**The task:** Your task is to repeat the entries word for word while leaving out the pictures.

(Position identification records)
◆ ◆ ◆ ◆ ◆ ◆ ◆

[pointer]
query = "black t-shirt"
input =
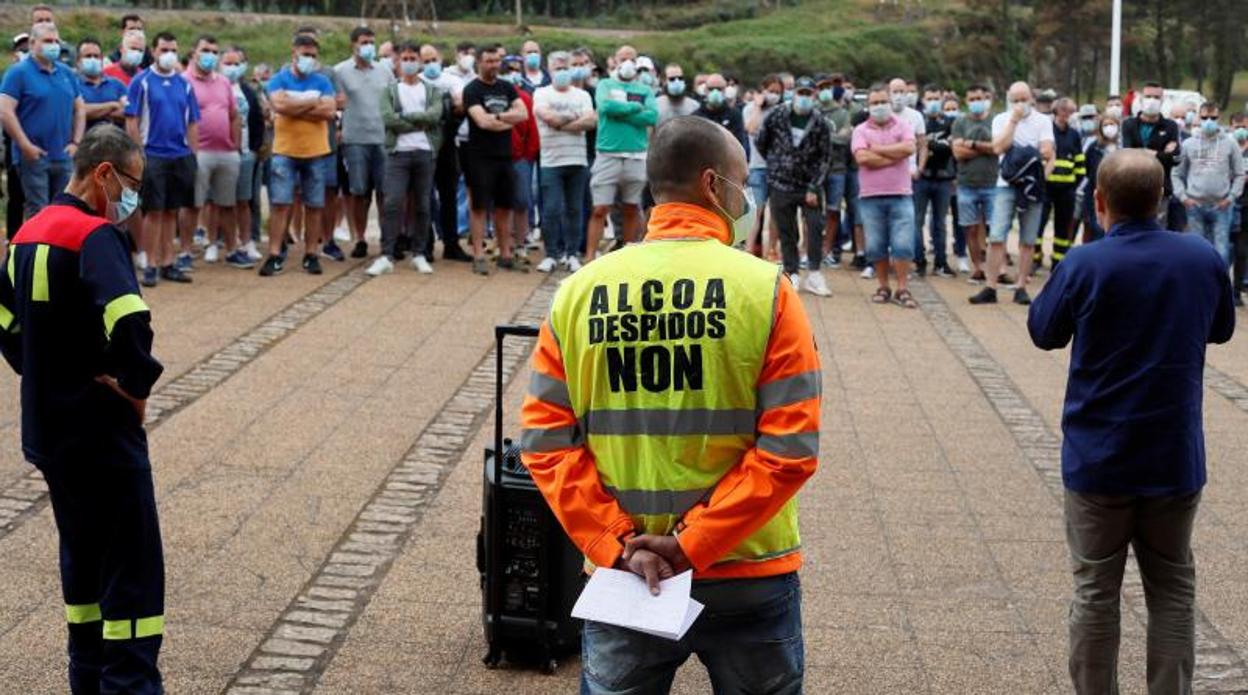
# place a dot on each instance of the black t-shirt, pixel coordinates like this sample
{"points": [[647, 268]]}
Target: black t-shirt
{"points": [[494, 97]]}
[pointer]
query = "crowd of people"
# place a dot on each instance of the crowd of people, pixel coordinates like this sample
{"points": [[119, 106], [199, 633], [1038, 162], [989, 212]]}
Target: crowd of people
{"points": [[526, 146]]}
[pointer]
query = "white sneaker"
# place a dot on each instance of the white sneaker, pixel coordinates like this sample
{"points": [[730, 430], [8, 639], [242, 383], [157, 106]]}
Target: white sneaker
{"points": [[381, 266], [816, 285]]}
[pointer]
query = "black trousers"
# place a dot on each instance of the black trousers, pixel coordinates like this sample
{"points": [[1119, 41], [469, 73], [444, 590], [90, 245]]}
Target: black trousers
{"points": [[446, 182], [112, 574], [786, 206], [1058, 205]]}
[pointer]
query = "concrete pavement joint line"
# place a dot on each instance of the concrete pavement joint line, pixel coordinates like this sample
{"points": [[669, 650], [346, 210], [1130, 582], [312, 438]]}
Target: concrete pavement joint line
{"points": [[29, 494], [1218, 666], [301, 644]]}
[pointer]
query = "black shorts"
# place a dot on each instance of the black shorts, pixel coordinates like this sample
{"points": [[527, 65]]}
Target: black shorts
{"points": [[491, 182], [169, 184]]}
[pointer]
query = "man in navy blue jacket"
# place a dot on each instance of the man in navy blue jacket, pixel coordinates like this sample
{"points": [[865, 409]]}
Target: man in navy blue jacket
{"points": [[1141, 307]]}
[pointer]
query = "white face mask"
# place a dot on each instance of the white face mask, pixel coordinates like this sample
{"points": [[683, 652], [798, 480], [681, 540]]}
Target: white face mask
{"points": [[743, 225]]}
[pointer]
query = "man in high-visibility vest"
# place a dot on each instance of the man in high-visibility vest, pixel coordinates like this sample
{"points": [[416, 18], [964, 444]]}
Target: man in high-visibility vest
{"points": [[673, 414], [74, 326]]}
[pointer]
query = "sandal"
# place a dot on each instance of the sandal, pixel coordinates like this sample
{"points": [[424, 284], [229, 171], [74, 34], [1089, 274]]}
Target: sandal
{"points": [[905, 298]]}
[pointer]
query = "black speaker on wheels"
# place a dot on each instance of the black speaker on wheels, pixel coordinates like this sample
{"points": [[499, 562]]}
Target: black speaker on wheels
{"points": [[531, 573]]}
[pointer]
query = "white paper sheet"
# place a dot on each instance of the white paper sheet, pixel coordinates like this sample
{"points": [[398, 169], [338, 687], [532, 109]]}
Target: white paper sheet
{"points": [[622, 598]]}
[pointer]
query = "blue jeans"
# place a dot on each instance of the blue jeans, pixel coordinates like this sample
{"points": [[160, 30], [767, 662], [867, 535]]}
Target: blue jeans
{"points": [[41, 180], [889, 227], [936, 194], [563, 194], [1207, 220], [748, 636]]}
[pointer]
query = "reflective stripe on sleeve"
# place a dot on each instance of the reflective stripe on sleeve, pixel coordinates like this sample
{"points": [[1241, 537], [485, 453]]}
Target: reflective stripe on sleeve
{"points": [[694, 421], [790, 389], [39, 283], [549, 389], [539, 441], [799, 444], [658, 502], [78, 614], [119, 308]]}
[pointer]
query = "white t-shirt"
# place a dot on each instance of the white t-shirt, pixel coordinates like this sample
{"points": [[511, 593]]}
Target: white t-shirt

◆ ◆ ◆ ◆ ◆ ◆ ◆

**Solution to this problem:**
[pointer]
query = "black t-shirt"
input =
# place a dot on each instance of the black t-shirt, pixel coordinates like this sample
{"points": [[647, 268]]}
Target: black t-shirt
{"points": [[494, 97]]}
[pointer]
query = "crowd of people"
# place a dot on each instance of the crowd of people, pixel coordinates like this sample
{"points": [[119, 106], [199, 633], [1038, 162], [989, 212]]}
Target: crowd of people
{"points": [[526, 146]]}
[pointer]
query = "white sneaker"
# place a dot on each instance of the white sneaker, pixel coordinates like this sample
{"points": [[730, 430], [8, 639], [242, 383], [157, 106]]}
Target: white sneaker
{"points": [[381, 266], [816, 285]]}
[pointer]
query = "black trousers"
# place a dot on each instance of the black trousers, pixel coordinates like this sample
{"points": [[1119, 41], [469, 73], [444, 590], [90, 245]]}
Target: black trousers
{"points": [[446, 182], [112, 574], [786, 206], [1058, 205]]}
[pointer]
query = "concrete pavement joint line"
# place a dot on each instance of the concrete pavement joint line, pixel coordinates like this sample
{"points": [[669, 650], [346, 210], [1130, 582], [312, 438]]}
Target: concrete pavement joint line
{"points": [[29, 494], [1218, 666], [301, 644]]}
[pointer]
query = "black shorts"
# place a dot on each instance of the black shorts, pixel coordinates like this sample
{"points": [[527, 65]]}
Target: black shorts
{"points": [[491, 182], [169, 184]]}
[pointer]
query = "man in navy blue jacket"
# place a dot on each instance of the man in navy blue jacket, pixel coordinates like this sample
{"points": [[865, 409]]}
Target: man in navy blue jacket
{"points": [[1141, 307]]}
[pointer]
query = "white face mask"
# place a dot on each instance of the white face mask, pixel coordinates like this sample
{"points": [[683, 652], [798, 480], [681, 540]]}
Target: white face mask
{"points": [[743, 225]]}
[pointer]
query = "man in high-visibility vest"
# place a dot on each instance of the man in high-visibility vest, pixel coordinates like this sample
{"points": [[416, 18], [964, 444]]}
Target: man in high-visibility vest
{"points": [[673, 414], [74, 326]]}
[pointer]
query = "sandal"
# place a dot on each instance of the sandal, pixel coordinates like this sample
{"points": [[424, 284], [229, 171], [74, 34], [1089, 274]]}
Target: sandal
{"points": [[905, 298]]}
[pointer]
query = "black speaker on wheels"
# place a dot on each instance of the black speaker on wheels, pixel coordinates like this sample
{"points": [[499, 562]]}
Target: black speaker on wheels
{"points": [[531, 573]]}
[pointer]
query = "white paper sheet"
# place a dot on each instance of the white paper sheet, pixel coordinates like this sample
{"points": [[398, 169], [338, 687], [532, 109]]}
Target: white paper sheet
{"points": [[622, 598]]}
[pointer]
query = "blue jeans"
# place a dot on each instance of the blue jeans, pixel coordinates like this sample
{"points": [[160, 30], [767, 662], [867, 535]]}
Target: blue jeans
{"points": [[41, 180], [889, 227], [936, 194], [563, 194], [1207, 220], [748, 636]]}
[pointer]
query = "reflective stripe on sleeve"
# place a dot on each instance of the reflective stripe on sleeve, pixel coordinates like this sample
{"points": [[1241, 537], [485, 453]]}
Target: reflective stripe on sleeve
{"points": [[694, 421], [790, 389], [39, 283], [549, 389], [539, 441], [799, 444], [658, 502], [78, 614], [119, 308]]}
[pointer]
query = "white t-shirt"
# place a dot on each instance of the white t-shirt, pixel coordinates like this sample
{"points": [[511, 593]]}
Target: white t-shirt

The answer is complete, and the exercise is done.